> **Supplied passage**
§ §

Teamcenter 2007 is Impressive PLM

Siemens PLM Software unifies Teamcenter's architecture once and for all.

Siemens PLM Software unifies Teamcenter's architecture once and for all.

By Al Dean


The new Teamcenter user interface adopts the industry-standard Outlook look and feel but adapts itto the special tasks and requirements of the design and manufacturing specialist.

If you are unfamiliar with Teamcenter, we’ll forgive you for thinking that Siemens Product Lifecycle Management (PLM) Software’s flagship PLM system is one big product. It’s not.

  Implementation of this system effectively involves setting up discrete products — separate databases and such — albeit products that can communicate with each other efficiently. So, taking this into account, Siemens PLM has gone back to the drawing board and redrawn the architecture of the system to run on a single platform and database. It will now use that “unified architecture” as the basis for upcoming development.

  This also gave the development team a chance to redevelop key aspects of the system using a service-oriented architecture (SOA), meaning Teamcenter is now configured to allow greater communication between other applications, irrespective of vendor or operating environment. For the end user it means you should be able to hook together discrete SOA-based applications (here I’m thinking, PLM with ERP and such) without the traditional pain.

  O.K. So, there’s a united architecture. While the system is too vast and all-encompassing to do justice to the entire release, we can take a look at what else Teamcenter 2007 brings to the table. A good place to start is the user experience and its overhauled interface.

  Gone are the disparate UIs for each area of functionality —  the whole thing has been redeveloped using a style guide that will be familiar to many readers. While the tasks and workflow might be different from Outlook,  the user interaction basics are much the same. The UI is divided up into subsections with many of your frequently used operations and tasks available pervasively, and you can dig in as deep as you want.

§ §

> **Record excerpts**
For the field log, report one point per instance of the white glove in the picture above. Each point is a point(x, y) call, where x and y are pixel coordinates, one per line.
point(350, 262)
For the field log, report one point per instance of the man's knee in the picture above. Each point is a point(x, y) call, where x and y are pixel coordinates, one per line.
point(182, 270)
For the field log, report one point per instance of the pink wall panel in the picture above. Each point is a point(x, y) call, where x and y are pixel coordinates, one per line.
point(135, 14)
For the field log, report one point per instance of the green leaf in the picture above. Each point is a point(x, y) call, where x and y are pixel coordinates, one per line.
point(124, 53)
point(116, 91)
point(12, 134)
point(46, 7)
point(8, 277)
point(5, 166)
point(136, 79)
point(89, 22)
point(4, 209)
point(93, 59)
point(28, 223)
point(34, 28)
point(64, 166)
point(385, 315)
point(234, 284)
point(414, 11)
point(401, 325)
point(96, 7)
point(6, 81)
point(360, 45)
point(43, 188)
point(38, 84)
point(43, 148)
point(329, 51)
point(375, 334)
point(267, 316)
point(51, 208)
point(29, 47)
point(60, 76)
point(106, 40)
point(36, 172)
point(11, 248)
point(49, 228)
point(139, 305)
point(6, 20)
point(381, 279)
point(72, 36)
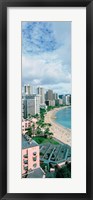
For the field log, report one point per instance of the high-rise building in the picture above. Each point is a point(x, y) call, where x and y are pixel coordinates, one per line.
point(28, 89)
point(30, 105)
point(55, 96)
point(68, 99)
point(60, 96)
point(49, 95)
point(40, 91)
point(24, 108)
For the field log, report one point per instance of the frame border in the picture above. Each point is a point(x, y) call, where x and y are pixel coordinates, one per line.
point(3, 100)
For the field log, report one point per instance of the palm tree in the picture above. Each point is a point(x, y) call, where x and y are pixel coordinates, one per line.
point(29, 131)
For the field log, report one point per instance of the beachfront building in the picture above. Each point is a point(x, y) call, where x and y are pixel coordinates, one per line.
point(25, 125)
point(24, 108)
point(55, 96)
point(30, 159)
point(50, 103)
point(28, 89)
point(49, 95)
point(60, 96)
point(40, 92)
point(31, 105)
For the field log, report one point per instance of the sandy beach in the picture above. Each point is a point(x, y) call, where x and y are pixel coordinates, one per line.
point(61, 133)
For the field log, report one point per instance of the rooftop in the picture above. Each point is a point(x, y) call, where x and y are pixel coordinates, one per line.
point(27, 142)
point(37, 173)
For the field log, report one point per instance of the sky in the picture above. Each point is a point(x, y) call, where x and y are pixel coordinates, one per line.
point(46, 55)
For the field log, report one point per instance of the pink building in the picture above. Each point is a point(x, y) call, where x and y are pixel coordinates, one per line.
point(30, 157)
point(27, 124)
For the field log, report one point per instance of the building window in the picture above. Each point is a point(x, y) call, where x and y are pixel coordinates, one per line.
point(34, 153)
point(34, 158)
point(25, 161)
point(34, 165)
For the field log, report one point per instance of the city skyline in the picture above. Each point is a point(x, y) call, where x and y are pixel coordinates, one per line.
point(46, 55)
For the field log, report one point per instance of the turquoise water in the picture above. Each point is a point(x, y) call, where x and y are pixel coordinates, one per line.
point(63, 117)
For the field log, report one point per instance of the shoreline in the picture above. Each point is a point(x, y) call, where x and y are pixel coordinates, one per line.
point(59, 132)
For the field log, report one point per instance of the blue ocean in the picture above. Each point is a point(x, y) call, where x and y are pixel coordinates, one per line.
point(63, 117)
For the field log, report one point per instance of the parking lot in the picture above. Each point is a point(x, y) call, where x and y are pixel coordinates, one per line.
point(55, 153)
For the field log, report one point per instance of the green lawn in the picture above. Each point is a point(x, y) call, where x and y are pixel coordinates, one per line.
point(41, 140)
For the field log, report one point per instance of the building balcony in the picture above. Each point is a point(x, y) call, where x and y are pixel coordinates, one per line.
point(25, 161)
point(25, 155)
point(26, 168)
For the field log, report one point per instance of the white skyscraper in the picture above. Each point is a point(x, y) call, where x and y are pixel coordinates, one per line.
point(40, 91)
point(28, 89)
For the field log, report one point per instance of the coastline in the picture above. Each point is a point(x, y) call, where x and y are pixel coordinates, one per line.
point(59, 132)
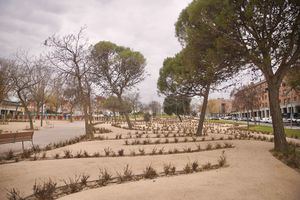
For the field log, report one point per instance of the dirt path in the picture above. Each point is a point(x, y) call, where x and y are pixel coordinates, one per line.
point(253, 174)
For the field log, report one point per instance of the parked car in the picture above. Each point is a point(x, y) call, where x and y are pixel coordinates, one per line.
point(266, 120)
point(286, 120)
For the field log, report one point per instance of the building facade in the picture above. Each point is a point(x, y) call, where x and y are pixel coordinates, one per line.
point(289, 103)
point(219, 107)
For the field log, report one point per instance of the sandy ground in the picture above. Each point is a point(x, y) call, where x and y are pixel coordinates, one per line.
point(60, 131)
point(253, 173)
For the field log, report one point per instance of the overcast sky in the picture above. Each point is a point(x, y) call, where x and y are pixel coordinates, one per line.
point(143, 25)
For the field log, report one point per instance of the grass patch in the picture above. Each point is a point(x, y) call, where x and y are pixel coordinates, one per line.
point(265, 129)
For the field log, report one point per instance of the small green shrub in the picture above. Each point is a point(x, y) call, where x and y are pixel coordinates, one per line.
point(45, 190)
point(14, 194)
point(104, 177)
point(150, 172)
point(169, 169)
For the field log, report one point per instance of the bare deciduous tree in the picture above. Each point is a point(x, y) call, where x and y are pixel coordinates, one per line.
point(69, 55)
point(22, 80)
point(117, 69)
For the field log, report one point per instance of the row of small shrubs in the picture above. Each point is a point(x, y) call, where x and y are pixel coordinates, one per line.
point(48, 190)
point(176, 140)
point(291, 157)
point(101, 130)
point(108, 152)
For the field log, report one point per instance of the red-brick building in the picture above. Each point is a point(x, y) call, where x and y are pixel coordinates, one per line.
point(289, 102)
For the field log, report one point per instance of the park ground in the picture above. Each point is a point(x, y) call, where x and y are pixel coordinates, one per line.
point(252, 171)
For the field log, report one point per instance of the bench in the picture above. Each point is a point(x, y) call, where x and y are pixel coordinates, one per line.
point(49, 124)
point(17, 137)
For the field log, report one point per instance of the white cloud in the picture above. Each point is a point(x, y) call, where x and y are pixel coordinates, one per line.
point(143, 25)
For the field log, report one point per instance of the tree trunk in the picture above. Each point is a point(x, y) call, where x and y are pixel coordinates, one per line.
point(125, 113)
point(42, 114)
point(203, 111)
point(280, 143)
point(26, 110)
point(247, 119)
point(179, 117)
point(88, 129)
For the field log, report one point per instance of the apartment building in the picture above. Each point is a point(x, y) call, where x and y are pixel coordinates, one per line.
point(289, 102)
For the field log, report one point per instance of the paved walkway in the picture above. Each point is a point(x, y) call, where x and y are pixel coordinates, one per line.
point(46, 135)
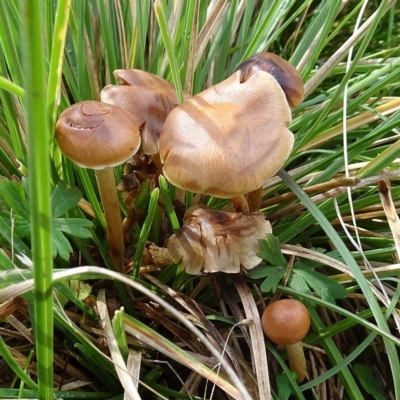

§ §

> **What you need to do**
Write out the Teamcenter 2007 article from "This also gave" to "the traditional pain.", renaming "end user" as "customer". The data has no connection to the Teamcenter 2007 article.

> **Finished exercise**
This also gave the development team a chance to redevelop key aspects of the system using a service-oriented architecture (SOA), meaning Teamcenter is now configured to allow greater communication between other applications, irrespective of vendor or operating environment. For the customer it means you should be able to hook together discrete SOA-based applications (here I’m thinking, PLM with ERP and such) without the traditional pain.